§ **Request**
With the line containing "the form [270,75]." as the first line and the last line of the records as the final one, reproduce that range exactly.

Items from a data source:
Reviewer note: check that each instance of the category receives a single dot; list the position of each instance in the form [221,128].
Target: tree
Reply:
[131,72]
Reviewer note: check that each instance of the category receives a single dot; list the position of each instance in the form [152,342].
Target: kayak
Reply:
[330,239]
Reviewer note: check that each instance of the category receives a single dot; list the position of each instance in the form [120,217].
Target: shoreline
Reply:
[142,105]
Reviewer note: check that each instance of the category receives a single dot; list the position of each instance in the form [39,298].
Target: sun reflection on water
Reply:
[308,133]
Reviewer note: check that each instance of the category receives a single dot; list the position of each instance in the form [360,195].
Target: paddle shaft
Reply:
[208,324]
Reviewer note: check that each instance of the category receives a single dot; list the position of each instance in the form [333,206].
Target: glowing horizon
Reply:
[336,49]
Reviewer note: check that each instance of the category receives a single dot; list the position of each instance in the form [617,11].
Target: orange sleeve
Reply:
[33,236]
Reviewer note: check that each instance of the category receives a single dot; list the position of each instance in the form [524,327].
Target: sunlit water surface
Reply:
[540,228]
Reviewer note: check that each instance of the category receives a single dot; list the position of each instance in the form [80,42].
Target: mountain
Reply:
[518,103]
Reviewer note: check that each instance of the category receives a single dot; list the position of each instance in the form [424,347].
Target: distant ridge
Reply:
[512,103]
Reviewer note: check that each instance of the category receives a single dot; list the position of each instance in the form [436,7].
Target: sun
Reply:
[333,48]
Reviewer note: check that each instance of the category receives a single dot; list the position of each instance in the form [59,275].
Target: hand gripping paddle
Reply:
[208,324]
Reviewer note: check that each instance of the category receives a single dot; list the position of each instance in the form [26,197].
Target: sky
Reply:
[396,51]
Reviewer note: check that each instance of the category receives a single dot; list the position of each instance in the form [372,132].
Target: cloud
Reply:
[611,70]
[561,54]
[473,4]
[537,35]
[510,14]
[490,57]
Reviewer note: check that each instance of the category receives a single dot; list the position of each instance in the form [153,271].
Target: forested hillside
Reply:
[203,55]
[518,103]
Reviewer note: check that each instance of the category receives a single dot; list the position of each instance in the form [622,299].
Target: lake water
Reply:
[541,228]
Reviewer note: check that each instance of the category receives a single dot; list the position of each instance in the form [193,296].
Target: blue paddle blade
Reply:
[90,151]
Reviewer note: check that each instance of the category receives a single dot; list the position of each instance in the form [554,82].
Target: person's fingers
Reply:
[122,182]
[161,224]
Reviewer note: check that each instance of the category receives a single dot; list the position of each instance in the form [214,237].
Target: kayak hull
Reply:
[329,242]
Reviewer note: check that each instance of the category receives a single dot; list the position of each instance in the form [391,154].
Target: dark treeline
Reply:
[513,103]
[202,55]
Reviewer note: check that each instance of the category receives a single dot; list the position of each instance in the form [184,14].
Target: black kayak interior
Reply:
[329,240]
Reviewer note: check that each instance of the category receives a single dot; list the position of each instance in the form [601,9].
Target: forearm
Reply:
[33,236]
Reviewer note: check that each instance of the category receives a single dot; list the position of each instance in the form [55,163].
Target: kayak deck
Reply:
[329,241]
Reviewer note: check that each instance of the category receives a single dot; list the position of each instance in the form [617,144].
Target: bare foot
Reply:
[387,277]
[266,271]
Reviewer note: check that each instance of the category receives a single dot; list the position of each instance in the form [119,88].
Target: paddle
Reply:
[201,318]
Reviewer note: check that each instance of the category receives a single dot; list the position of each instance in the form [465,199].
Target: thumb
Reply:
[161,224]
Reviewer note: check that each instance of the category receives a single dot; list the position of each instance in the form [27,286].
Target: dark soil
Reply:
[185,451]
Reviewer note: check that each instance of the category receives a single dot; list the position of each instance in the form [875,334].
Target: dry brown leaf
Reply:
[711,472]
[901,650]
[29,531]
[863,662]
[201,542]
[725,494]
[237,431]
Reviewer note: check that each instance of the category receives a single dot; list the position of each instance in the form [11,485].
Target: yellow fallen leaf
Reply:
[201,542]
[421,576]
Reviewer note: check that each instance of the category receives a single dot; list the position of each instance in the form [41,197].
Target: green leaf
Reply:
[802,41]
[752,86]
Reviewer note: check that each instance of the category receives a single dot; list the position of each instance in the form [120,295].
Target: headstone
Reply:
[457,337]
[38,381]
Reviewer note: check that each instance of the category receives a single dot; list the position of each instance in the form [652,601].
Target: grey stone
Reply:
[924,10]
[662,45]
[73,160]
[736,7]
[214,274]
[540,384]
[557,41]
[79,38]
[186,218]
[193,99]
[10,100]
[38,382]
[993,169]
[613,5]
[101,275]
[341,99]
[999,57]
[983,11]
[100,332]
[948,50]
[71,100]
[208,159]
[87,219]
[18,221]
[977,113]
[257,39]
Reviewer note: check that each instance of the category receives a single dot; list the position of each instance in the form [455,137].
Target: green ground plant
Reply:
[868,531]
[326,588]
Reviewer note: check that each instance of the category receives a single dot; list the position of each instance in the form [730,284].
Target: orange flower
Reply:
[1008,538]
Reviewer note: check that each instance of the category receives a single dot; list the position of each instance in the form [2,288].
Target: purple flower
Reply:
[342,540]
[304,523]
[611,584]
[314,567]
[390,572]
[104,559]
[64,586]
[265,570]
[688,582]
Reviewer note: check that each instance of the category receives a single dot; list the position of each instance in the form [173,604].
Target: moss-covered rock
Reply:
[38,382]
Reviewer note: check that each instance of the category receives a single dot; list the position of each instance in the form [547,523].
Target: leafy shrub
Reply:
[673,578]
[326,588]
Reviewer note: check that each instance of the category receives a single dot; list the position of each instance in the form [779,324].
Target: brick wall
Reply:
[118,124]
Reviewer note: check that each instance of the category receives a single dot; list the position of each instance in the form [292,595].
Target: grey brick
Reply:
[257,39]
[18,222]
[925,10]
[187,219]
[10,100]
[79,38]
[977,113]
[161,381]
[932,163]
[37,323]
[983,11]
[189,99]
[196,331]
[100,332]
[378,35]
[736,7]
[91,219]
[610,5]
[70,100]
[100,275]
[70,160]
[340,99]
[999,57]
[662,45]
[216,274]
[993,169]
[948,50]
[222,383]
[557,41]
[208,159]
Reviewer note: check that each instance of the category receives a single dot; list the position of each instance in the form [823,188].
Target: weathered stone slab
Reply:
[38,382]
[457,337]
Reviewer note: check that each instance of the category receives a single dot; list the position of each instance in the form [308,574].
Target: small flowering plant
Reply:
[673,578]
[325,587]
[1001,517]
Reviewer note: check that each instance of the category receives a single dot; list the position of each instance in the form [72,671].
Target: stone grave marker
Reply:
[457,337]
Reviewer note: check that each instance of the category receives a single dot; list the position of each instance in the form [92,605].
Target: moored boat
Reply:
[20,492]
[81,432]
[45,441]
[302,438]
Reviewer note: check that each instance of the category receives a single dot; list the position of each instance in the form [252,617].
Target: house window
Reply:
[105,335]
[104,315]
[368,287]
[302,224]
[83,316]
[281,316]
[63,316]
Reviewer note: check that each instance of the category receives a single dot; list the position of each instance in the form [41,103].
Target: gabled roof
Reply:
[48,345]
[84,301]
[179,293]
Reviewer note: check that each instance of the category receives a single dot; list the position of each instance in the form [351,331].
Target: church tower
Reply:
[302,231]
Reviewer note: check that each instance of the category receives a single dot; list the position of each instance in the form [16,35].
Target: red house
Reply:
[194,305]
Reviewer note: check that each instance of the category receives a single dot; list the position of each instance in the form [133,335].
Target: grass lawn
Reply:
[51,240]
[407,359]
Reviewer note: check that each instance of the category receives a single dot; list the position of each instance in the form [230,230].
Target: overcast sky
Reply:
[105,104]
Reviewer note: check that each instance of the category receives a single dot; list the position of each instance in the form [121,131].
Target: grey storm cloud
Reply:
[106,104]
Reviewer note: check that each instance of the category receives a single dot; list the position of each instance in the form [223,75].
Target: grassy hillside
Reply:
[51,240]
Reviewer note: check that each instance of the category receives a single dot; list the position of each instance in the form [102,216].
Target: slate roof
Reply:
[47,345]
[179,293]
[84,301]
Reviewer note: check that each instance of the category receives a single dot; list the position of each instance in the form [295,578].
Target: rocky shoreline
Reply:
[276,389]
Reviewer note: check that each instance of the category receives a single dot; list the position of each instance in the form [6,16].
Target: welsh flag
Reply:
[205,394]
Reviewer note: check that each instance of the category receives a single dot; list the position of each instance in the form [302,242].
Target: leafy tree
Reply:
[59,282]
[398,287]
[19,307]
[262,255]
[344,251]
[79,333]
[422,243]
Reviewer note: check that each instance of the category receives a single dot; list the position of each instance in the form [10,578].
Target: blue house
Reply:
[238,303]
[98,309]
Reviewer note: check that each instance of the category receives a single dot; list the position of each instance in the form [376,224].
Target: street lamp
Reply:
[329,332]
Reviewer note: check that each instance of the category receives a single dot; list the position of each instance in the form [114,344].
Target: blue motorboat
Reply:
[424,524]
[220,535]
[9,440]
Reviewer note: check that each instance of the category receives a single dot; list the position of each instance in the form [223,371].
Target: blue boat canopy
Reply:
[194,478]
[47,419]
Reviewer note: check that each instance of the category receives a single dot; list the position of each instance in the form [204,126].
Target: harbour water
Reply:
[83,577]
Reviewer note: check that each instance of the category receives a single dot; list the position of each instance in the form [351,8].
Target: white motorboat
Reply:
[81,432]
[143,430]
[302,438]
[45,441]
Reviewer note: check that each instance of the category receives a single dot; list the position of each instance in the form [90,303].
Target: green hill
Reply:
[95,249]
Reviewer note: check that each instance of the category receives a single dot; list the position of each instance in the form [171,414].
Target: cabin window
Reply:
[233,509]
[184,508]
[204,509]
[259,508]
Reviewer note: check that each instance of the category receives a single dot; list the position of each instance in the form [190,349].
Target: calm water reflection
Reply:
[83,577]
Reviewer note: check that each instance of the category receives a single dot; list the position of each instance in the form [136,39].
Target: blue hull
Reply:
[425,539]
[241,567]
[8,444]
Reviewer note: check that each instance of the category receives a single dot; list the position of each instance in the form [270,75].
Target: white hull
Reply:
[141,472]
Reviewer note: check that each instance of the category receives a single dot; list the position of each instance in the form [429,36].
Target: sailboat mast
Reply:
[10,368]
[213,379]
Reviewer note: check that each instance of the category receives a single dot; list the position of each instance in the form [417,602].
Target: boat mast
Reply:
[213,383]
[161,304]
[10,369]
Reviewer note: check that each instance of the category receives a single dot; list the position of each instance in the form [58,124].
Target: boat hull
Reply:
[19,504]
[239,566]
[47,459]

§ **Output**
Reviewer note: check that each instance of the category receives a single dot; list the position of each instance in the form [270,75].
Target: white hull
Reply:
[141,472]
Reviewer note: check that each instance of the category receives a single dot; list the position of each instance in the form [429,36].
Target: sailboat mast
Reply:
[10,368]
[213,379]
Reviewer note: check that each instance of the category receives a single dot; list the position of each instance in the form [417,602].
Target: boat mast
Reply:
[213,383]
[161,304]
[10,369]
Reviewer note: check that each instance of the category receives a single dot; list the position of each instance in the form [58,124].
Target: boat hull
Reply:
[19,504]
[239,566]
[47,459]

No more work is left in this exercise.